On Wed, Oct 22, 2014 at 3:19 AM, Kevin Grittner <kgrittn@ymail.com> wrote:

Florian Pflug <fgp@phlo.org> wrote:

> So in conclusion, the lock avoids raising constraint violation errors in

> a few cases in READ COMMITTED mode. In REPEATABLE READ mode, it converts some
> constraint violation errors into serialization failures. Or at least that's
> how it looks to me.

It doesn't seem like this analysis considers all of the available ON
DELETE and ON UPDATE behaviors available. Besides RESTRICT there is
CASCADE, SET NULL, SET DEFAULT, and NO ACTION. Some of those
require updating the referencing rows.

>> And even if the lock serves a purpose, KEY SHARE is an odd choice, since
>> the referencing field is, in general, not a "key" in this sense.
>
> Hm, yeah, that's certainly weird.

I don't think I understand that either.

--
Kevin Grittner
EDB: http://www.enterprisedb.com
The Enterprise PostgreSQL Company

Re: Question about RI checks

From

Florian Pflug

Date:

22 October 2014, 10:31:21

Florian Pflug <fgp@phlo.org> wrote:
> So in conclusion, the lock avoids raising constraint violation errors in
> a few cases in READ COMMITTED mode. In REPEATABLE READ mode, it converts some
> constraint violation errors into serialization failures. Or at least that's
> how it looks to me.

I go the REPEATABLE READ case wrong there, and that case is actually broken!.
I initially assumed that trying to lock a row whose latest version is invisible
a transaction in mode REPEATABLE READ or above will result in a serialization
error. But for the queries run by ri_triggers.c, this is not the case.

AFAICS, the only executor node which takes the crosscheck snapshot into account
is nodeModifyTable. So both a plain SELECT and a SELECT FOR [KEY] SHARE | UPDATE
will simply run with the snapshot passed to the SPI, which for the query in
question is always a *current* snapshot (we pass the original snapshot as the
crosscheck snapshot in REPEATABLE READ). Thus, if there's a child row that
is visible to the transaction deleting the parent row, but that child was meanwhile
removed, it seems that we currently *won't* complain. The same holds, of course
for mode SERIALIZABLE -- we don't distinguish the two in ri_triggers.c.

+ + + + +

• [WHAT IS EXPECTED]: In the discussion of RI checks, edit the passage between "It doesn't seem" and "the referencing rows.", inclusive, so that "referencing rows" becomes "dependent rows".

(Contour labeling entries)
+ + + + +

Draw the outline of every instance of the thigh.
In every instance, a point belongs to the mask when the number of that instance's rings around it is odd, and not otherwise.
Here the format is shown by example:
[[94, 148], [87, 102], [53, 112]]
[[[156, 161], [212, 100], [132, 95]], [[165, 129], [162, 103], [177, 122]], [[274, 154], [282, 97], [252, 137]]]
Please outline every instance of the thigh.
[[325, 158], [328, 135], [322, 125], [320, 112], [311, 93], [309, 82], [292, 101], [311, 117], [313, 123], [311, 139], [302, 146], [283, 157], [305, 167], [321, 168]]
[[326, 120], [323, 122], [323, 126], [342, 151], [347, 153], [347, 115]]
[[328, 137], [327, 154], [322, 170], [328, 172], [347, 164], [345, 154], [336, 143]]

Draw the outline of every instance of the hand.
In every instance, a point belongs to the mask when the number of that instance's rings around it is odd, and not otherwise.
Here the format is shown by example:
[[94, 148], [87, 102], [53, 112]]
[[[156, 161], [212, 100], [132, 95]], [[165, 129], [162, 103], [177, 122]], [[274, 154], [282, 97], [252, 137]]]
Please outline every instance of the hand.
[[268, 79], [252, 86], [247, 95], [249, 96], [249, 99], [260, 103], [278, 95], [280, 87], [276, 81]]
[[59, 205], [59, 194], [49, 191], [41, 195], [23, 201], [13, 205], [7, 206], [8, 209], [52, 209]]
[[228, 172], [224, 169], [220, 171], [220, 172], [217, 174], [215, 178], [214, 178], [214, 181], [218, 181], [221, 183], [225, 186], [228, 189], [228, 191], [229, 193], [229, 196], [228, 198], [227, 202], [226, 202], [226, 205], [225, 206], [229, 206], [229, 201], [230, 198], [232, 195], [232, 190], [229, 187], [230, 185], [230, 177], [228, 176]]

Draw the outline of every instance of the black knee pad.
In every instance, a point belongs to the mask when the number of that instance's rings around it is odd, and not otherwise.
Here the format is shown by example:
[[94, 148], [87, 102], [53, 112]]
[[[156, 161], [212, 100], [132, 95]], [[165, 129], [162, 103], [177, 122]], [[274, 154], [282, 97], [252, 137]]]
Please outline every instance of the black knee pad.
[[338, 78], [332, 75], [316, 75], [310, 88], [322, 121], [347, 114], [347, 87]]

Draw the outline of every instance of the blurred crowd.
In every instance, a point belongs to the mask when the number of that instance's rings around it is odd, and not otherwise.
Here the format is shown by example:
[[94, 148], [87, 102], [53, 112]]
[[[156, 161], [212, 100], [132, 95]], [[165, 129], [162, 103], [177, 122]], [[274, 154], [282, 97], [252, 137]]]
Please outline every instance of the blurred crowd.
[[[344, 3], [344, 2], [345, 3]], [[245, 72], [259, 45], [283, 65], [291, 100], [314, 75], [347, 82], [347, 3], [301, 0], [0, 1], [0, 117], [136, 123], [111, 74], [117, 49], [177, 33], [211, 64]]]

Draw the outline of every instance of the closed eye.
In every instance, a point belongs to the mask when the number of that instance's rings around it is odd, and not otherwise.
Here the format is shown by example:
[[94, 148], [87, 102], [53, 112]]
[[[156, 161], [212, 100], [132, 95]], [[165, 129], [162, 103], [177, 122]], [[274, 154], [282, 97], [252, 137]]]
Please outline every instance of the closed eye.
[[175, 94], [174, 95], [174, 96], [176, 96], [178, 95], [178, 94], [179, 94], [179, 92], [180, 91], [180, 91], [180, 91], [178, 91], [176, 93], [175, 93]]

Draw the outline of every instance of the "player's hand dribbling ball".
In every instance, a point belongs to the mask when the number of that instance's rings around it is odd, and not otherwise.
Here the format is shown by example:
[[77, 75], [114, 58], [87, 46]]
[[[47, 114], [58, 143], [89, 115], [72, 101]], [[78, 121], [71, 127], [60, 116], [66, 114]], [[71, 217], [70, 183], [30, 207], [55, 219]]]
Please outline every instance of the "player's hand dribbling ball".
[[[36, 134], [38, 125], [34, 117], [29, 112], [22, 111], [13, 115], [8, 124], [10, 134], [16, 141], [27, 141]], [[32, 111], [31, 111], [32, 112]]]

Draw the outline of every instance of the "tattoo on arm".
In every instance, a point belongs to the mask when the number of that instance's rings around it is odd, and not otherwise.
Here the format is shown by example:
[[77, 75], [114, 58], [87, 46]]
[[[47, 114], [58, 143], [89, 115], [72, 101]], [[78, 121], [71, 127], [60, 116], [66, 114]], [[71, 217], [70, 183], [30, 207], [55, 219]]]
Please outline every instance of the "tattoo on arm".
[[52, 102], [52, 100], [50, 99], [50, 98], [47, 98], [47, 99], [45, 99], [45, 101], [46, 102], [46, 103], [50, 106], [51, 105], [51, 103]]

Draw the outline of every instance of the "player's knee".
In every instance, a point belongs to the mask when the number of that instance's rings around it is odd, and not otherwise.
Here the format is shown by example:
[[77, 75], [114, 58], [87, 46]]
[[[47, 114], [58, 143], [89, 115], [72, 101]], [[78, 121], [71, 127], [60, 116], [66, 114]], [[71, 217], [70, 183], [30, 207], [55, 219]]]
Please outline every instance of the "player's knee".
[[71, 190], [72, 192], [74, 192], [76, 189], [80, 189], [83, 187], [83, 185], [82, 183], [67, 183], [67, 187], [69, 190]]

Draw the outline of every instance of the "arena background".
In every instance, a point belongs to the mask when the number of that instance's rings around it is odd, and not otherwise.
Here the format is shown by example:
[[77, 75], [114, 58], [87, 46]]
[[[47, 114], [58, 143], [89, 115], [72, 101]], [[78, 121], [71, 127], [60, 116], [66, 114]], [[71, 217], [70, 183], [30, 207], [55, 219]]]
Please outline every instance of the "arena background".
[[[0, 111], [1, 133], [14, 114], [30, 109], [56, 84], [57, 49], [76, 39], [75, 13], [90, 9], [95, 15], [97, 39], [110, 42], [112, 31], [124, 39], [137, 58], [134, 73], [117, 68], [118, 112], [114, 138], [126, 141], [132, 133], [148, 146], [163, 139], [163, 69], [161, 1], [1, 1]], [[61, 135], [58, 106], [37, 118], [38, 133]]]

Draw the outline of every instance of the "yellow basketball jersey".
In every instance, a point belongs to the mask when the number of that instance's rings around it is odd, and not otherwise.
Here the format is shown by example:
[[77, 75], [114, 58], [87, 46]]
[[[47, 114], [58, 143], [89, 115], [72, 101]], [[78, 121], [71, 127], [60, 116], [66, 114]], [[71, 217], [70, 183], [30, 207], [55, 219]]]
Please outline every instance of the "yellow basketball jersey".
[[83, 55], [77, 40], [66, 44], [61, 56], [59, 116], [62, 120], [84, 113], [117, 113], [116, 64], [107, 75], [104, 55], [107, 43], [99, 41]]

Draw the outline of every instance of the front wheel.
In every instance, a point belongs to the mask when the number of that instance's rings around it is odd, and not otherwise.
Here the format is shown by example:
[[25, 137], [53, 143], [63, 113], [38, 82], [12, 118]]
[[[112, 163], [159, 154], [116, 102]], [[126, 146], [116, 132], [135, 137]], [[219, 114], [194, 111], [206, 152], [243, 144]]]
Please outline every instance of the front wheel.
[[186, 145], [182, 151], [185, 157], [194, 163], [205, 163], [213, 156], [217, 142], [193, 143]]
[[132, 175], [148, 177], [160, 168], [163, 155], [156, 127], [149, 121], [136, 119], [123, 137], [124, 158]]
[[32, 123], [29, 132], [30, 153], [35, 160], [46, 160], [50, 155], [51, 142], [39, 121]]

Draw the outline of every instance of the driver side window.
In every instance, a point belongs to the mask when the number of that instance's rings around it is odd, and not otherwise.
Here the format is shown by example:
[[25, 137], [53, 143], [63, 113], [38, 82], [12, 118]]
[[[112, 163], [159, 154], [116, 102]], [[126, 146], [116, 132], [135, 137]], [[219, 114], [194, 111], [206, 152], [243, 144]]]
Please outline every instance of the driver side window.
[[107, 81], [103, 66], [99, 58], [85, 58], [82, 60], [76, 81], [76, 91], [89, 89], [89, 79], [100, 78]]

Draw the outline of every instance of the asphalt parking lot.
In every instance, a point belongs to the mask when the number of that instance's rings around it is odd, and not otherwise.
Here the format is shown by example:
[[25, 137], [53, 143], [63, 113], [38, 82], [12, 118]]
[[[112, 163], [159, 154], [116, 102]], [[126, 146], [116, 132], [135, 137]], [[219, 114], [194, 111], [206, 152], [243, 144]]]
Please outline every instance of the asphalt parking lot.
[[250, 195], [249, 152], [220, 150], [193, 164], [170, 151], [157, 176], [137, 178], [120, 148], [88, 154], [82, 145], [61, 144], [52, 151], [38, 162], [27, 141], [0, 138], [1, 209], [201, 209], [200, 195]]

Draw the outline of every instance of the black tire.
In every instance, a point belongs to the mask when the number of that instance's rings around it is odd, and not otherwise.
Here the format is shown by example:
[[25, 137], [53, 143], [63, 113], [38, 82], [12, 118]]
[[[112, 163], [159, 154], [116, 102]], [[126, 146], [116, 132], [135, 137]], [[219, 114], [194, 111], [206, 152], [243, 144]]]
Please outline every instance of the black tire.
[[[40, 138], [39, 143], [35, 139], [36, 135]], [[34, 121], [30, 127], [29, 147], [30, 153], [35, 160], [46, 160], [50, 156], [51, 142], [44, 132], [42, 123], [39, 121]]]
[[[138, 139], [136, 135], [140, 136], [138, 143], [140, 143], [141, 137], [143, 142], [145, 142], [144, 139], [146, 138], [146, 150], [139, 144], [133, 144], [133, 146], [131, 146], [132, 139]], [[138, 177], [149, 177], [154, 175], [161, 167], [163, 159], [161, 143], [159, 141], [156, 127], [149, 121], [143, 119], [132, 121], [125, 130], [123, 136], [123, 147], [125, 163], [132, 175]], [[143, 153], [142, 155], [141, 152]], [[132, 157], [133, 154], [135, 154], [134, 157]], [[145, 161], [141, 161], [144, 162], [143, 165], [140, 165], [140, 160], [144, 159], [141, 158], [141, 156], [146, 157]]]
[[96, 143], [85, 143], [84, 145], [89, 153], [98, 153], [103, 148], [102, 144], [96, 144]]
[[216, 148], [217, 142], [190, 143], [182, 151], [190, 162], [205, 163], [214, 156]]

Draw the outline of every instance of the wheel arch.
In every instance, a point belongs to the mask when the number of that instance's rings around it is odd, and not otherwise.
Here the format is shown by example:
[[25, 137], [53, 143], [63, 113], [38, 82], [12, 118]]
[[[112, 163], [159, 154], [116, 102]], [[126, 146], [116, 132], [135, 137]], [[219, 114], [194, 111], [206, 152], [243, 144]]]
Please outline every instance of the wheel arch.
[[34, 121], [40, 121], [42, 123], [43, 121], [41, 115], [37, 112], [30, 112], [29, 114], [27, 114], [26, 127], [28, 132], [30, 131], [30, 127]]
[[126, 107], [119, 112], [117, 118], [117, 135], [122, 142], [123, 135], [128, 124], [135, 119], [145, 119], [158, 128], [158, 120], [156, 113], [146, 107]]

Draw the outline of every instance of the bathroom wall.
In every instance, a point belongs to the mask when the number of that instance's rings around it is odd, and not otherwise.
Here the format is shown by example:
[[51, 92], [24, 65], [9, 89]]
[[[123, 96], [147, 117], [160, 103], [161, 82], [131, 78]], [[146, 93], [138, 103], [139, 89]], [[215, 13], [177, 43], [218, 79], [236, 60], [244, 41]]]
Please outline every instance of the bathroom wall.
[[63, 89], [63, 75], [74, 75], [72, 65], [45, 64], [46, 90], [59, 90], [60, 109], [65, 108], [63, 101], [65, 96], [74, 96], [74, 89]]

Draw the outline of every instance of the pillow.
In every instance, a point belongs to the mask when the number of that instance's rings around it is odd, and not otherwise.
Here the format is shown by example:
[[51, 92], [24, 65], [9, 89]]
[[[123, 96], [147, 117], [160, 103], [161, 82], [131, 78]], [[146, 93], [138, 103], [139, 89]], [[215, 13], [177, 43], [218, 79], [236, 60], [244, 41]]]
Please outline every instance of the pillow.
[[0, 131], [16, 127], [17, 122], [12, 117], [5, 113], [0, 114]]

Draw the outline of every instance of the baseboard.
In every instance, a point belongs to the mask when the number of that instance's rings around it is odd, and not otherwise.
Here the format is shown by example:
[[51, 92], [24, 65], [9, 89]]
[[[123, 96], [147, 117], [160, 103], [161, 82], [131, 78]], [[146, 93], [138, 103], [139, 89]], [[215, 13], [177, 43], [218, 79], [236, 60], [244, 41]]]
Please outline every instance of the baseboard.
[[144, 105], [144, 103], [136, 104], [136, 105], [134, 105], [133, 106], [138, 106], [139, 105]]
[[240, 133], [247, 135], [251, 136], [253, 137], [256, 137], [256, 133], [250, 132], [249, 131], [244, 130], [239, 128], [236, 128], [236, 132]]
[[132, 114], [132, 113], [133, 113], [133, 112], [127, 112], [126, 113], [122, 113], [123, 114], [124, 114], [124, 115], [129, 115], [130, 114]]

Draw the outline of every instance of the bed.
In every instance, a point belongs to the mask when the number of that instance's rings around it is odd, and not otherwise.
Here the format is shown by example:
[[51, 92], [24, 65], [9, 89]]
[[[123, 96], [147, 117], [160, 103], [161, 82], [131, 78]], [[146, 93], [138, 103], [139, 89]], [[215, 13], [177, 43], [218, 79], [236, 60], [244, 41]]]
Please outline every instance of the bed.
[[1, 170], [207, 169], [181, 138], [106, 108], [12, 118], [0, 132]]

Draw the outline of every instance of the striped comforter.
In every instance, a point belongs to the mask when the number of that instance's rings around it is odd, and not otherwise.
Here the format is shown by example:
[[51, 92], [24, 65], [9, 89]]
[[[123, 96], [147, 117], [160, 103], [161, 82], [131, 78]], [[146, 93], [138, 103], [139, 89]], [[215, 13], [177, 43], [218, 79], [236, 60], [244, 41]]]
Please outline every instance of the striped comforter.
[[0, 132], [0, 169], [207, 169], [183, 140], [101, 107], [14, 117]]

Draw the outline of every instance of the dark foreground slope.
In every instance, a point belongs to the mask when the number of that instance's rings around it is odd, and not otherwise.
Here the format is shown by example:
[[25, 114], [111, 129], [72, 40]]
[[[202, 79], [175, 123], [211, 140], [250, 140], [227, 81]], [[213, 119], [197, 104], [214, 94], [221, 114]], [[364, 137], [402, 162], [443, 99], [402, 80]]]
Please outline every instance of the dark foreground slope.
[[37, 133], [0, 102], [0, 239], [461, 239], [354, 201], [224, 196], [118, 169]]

+ + + + +

• [TASK SOLUTION]:
It doesn't seem like this analysis considers all of the available ON
DELETE and ON UPDATE behaviors available. Besides RESTRICT there is
CASCADE, SET NULL, SET DEFAULT, and NO ACTION. Some of those
require updating the dependent rows.